Una parte de la respuesta tal vez se halle en nuestra escasa cultura científica, no ya por escasez de conocimientos sino por falta de comprensión incluso de cuál es la actitud racional de un ciudadano de cultura media ante la ciencia. Algo por lo que se preguntaba Bertrand Russell en “El conocimiento humano”, un libro que aprovecharía mucho si fuese de lectura obligatoria al menos en centros de enseñanza media. Es imposible que cada uno de nosotros atesore un conocimiento de cierta profundidad sobre todas las ramas del saber, por lo que el saber acumulado por toda la comunidad ha de ser organizado socialmente para que entre todos lo sepamos todo –todo cuanto es posible saber en cada momento- aunque cada uno solo sepa una parte, y para que lo que entre todos sabemos nos resulte útil. Y esto no es una conspiración del poder, sino una condición básica de supervivencia de la sociedad. El mismo Bertrand Russell bromeaba en otro artículo diciendo que la Tierra era esférica en todo el mundo salvo en Durban, ciudad sudafricana en la que se decidió que era plana por mayoría democrática de dos tercios de los votantes tras un debate público impulsado por un miembro de la Flat Earth Society.

Pero cuando esta necedad se refiere al uso de las vacunas o a los tratamientos de quimioterapia para enfermos de cáncer o a las medidas de precaución para evitar contagios de un virus letal, la broma deja de tener gracia porque mata a seres humanos. Y este tipo de gansadas criminales ha obtenido amparo en todas las corrientes políticas, aviso; yo escuché muchas payasadas en asambleas del 15M que ahora refluyen en Colón, y comprobé aterrorizado que gozaban de buena audiencia. No es sólo cosa de la extrema derecha, no vayamos a ser hipócritas a estas alturas.

▸ Entradas guardadas:
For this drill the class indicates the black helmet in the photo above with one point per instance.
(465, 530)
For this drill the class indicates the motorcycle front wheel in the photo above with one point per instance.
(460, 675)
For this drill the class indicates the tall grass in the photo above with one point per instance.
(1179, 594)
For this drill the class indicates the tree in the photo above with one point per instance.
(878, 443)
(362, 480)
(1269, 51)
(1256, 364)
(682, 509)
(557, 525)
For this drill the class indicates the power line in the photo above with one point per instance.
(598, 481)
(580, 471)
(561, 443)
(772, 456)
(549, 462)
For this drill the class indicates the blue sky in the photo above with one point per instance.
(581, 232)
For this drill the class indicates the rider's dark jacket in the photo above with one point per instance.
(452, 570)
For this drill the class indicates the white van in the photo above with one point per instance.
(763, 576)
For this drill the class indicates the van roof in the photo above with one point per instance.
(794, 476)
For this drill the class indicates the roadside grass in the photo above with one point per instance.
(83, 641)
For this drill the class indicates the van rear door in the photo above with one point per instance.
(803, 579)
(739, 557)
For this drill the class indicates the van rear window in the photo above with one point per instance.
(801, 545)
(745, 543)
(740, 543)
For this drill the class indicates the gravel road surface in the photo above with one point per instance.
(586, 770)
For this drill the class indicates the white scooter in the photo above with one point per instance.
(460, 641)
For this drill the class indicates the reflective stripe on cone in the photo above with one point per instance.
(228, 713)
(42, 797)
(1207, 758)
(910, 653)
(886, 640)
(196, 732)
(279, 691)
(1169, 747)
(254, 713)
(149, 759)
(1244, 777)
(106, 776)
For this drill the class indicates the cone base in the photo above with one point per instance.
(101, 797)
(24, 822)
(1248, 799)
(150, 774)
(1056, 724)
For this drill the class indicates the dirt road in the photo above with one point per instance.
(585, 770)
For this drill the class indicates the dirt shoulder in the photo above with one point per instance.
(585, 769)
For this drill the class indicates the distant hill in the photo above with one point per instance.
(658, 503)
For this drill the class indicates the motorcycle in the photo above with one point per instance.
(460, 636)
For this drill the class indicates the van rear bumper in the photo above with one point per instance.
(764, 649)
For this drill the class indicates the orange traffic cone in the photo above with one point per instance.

▸ QUÉ SE PIDE: Transcribe del extracto sobre la cultura científica todo el pasaje que va desde "Pero cuando esta" hasta "a estas alturas.".

▸ RESPUESTA DEL EJERCICIO:
Pero cuando esta necedad se refiere al uso de las vacunas o a los tratamientos de quimioterapia para enfermos de cáncer o a las medidas de precaución para evitar contagios de un virus letal, la broma deja de tener gracia porque mata a seres humanos. Y este tipo de gansadas criminales ha obtenido amparo en todas las corrientes políticas, aviso; yo escuché muchas payasadas en asambleas del 15M que ahora refluyen en Colón, y comprobé aterrorizado que gozaban de buena audiencia. No es sólo cosa de la extrema derecha, no vayamos a ser hipócritas a estas alturas.